Given data>
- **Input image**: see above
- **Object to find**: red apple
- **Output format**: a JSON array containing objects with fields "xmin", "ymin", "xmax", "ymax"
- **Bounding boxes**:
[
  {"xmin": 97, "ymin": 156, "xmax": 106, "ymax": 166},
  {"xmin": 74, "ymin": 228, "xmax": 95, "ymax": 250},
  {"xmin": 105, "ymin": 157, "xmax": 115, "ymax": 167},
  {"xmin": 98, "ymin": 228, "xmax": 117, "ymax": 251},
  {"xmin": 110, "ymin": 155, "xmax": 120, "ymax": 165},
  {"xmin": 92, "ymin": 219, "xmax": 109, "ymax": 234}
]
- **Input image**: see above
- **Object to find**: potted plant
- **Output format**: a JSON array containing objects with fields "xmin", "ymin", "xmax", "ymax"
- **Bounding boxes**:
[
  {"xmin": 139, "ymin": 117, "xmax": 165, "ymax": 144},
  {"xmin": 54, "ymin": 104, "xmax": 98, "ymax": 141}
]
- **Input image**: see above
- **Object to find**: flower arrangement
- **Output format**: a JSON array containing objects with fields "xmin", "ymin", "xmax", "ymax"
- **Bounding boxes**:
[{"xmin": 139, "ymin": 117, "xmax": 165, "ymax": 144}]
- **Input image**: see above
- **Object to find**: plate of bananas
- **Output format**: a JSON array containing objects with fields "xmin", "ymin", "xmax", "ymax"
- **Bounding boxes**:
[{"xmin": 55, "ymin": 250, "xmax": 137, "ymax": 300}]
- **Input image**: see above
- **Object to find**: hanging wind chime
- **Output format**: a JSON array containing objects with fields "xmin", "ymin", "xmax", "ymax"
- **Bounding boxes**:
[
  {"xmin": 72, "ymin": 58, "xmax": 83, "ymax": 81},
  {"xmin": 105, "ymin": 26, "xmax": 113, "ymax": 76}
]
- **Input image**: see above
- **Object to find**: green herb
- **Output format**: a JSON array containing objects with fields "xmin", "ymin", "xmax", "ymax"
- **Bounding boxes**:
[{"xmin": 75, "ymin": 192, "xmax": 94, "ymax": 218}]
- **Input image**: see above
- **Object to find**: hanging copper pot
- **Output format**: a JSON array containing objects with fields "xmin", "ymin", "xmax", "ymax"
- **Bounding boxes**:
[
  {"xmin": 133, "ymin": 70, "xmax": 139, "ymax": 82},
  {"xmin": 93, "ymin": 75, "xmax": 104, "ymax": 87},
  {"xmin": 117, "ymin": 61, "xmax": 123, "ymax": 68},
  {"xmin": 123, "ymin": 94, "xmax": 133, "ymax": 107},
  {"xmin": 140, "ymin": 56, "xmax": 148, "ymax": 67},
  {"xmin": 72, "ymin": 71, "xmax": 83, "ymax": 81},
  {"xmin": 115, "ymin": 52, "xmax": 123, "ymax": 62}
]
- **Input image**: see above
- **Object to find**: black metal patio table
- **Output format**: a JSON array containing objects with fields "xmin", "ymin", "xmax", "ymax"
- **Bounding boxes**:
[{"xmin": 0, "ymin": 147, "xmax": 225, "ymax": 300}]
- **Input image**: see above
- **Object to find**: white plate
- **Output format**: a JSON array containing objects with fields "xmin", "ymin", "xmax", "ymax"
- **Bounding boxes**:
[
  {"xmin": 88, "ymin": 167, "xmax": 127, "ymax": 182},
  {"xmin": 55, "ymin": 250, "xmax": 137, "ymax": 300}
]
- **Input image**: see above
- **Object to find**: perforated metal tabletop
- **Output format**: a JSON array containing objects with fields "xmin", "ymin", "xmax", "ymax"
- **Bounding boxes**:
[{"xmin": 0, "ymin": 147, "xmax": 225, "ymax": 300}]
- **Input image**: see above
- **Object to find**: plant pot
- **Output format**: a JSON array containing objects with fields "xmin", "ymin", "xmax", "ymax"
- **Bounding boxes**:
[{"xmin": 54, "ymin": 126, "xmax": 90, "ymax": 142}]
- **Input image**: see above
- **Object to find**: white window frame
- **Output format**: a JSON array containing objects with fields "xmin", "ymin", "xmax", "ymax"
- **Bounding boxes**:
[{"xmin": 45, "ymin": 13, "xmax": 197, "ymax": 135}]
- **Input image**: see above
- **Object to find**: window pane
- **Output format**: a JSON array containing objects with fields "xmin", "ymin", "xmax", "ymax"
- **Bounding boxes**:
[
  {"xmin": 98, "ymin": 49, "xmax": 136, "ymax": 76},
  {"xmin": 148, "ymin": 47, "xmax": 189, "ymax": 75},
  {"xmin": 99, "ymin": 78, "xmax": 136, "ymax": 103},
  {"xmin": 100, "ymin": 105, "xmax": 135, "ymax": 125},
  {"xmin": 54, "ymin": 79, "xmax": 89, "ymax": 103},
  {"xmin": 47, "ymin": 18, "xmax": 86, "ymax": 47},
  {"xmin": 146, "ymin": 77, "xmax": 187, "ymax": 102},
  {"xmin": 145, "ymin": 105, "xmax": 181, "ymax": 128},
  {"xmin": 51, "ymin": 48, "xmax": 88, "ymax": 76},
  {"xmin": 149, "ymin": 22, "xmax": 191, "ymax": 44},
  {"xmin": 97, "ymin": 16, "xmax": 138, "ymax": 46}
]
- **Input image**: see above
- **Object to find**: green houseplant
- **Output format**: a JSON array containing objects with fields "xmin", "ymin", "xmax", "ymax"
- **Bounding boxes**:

Task prompt> Output all of the material, please, exactly as it stands.

Solution to the problem>
- **Input image**: see above
- **Object to find**: red apple
- **Output format**: a JSON array containing objects with fields "xmin", "ymin", "xmax", "ymax"
- **Bounding boxes**:
[
  {"xmin": 97, "ymin": 156, "xmax": 106, "ymax": 166},
  {"xmin": 74, "ymin": 228, "xmax": 95, "ymax": 250},
  {"xmin": 105, "ymin": 157, "xmax": 115, "ymax": 167},
  {"xmin": 98, "ymin": 228, "xmax": 117, "ymax": 251},
  {"xmin": 110, "ymin": 155, "xmax": 120, "ymax": 165},
  {"xmin": 92, "ymin": 219, "xmax": 109, "ymax": 234}
]
- **Input image**: see above
- **Object to find**: potted plant
- **Output format**: a JSON array containing objects with fields "xmin", "ymin", "xmax", "ymax"
- **Bounding boxes**:
[
  {"xmin": 139, "ymin": 117, "xmax": 165, "ymax": 144},
  {"xmin": 54, "ymin": 104, "xmax": 98, "ymax": 141}
]
- **Input image**: see above
- **Object to find**: flower arrangement
- **Output format**: a JSON array containing objects with fields "xmin", "ymin", "xmax", "ymax"
- **Bounding boxes**:
[{"xmin": 139, "ymin": 117, "xmax": 165, "ymax": 144}]
- **Input image**: see above
- **Object to find**: plate of bananas
- **Output format**: a JSON array containing objects with fields "xmin", "ymin", "xmax", "ymax"
- **Bounding boxes**:
[{"xmin": 55, "ymin": 250, "xmax": 137, "ymax": 300}]
- **Input image**: see above
- **Object to find**: hanging wind chime
- **Output format**: a JSON array containing objects with fields "xmin", "ymin", "xmax", "ymax"
- **Bounding boxes**:
[
  {"xmin": 72, "ymin": 58, "xmax": 83, "ymax": 81},
  {"xmin": 105, "ymin": 26, "xmax": 113, "ymax": 76}
]
- **Input image**: see above
- **Object to find**: green herb
- **Output format**: a JSON array containing objects with fields "xmin", "ymin", "xmax", "ymax"
- **Bounding boxes**:
[{"xmin": 75, "ymin": 192, "xmax": 94, "ymax": 218}]
- **Input image**: see above
- **Object to find**: hanging copper pot
- **Output format**: a JSON array containing objects with fields "xmin", "ymin", "xmax", "ymax"
- **Bounding boxes**:
[
  {"xmin": 133, "ymin": 70, "xmax": 139, "ymax": 82},
  {"xmin": 93, "ymin": 75, "xmax": 104, "ymax": 87},
  {"xmin": 117, "ymin": 61, "xmax": 123, "ymax": 68},
  {"xmin": 123, "ymin": 94, "xmax": 133, "ymax": 107},
  {"xmin": 140, "ymin": 56, "xmax": 148, "ymax": 67},
  {"xmin": 72, "ymin": 71, "xmax": 83, "ymax": 81},
  {"xmin": 115, "ymin": 52, "xmax": 123, "ymax": 62}
]
- **Input image**: see above
- **Object to find**: black metal patio table
- **Output format**: a JSON array containing objects with fields "xmin", "ymin", "xmax", "ymax"
- **Bounding boxes**:
[{"xmin": 0, "ymin": 147, "xmax": 225, "ymax": 300}]
- **Input image**: see above
- **Object to find**: white plate
- **Output format**: a JSON array containing objects with fields "xmin", "ymin", "xmax", "ymax"
- **Bounding boxes**:
[
  {"xmin": 88, "ymin": 167, "xmax": 127, "ymax": 182},
  {"xmin": 55, "ymin": 250, "xmax": 137, "ymax": 300}
]
- **Input image**: see above
- **Object to find**: perforated metal tabletop
- **Output format**: a JSON array containing objects with fields "xmin", "ymin", "xmax", "ymax"
- **Bounding boxes**:
[{"xmin": 0, "ymin": 147, "xmax": 225, "ymax": 300}]
- **Input image**: see above
- **Object to find**: plant pot
- **Output format**: a JSON array containing objects with fields "xmin", "ymin", "xmax", "ymax"
- **Bounding boxes**:
[{"xmin": 54, "ymin": 126, "xmax": 90, "ymax": 142}]
- **Input image**: see above
- **Object to find**: white window frame
- **Output format**: a JSON array containing objects with fields "xmin", "ymin", "xmax", "ymax"
- **Bounding boxes**:
[{"xmin": 45, "ymin": 13, "xmax": 197, "ymax": 135}]
- **Input image**: see above
- **Object to find**: window pane
- **Output format**: a JSON array containing objects with fields "xmin", "ymin", "xmax", "ymax"
- **Bounding boxes**:
[
  {"xmin": 98, "ymin": 49, "xmax": 136, "ymax": 76},
  {"xmin": 148, "ymin": 47, "xmax": 189, "ymax": 75},
  {"xmin": 99, "ymin": 78, "xmax": 136, "ymax": 103},
  {"xmin": 100, "ymin": 105, "xmax": 135, "ymax": 125},
  {"xmin": 54, "ymin": 79, "xmax": 89, "ymax": 103},
  {"xmin": 47, "ymin": 18, "xmax": 86, "ymax": 47},
  {"xmin": 146, "ymin": 77, "xmax": 187, "ymax": 102},
  {"xmin": 145, "ymin": 105, "xmax": 181, "ymax": 128},
  {"xmin": 51, "ymin": 48, "xmax": 88, "ymax": 76},
  {"xmin": 149, "ymin": 22, "xmax": 191, "ymax": 44},
  {"xmin": 97, "ymin": 16, "xmax": 138, "ymax": 46}
]
- **Input image**: see above
- **Object to find**: green houseplant
- **Output format**: a JSON array containing objects with fields "xmin", "ymin", "xmax", "ymax"
- **Bounding boxes**:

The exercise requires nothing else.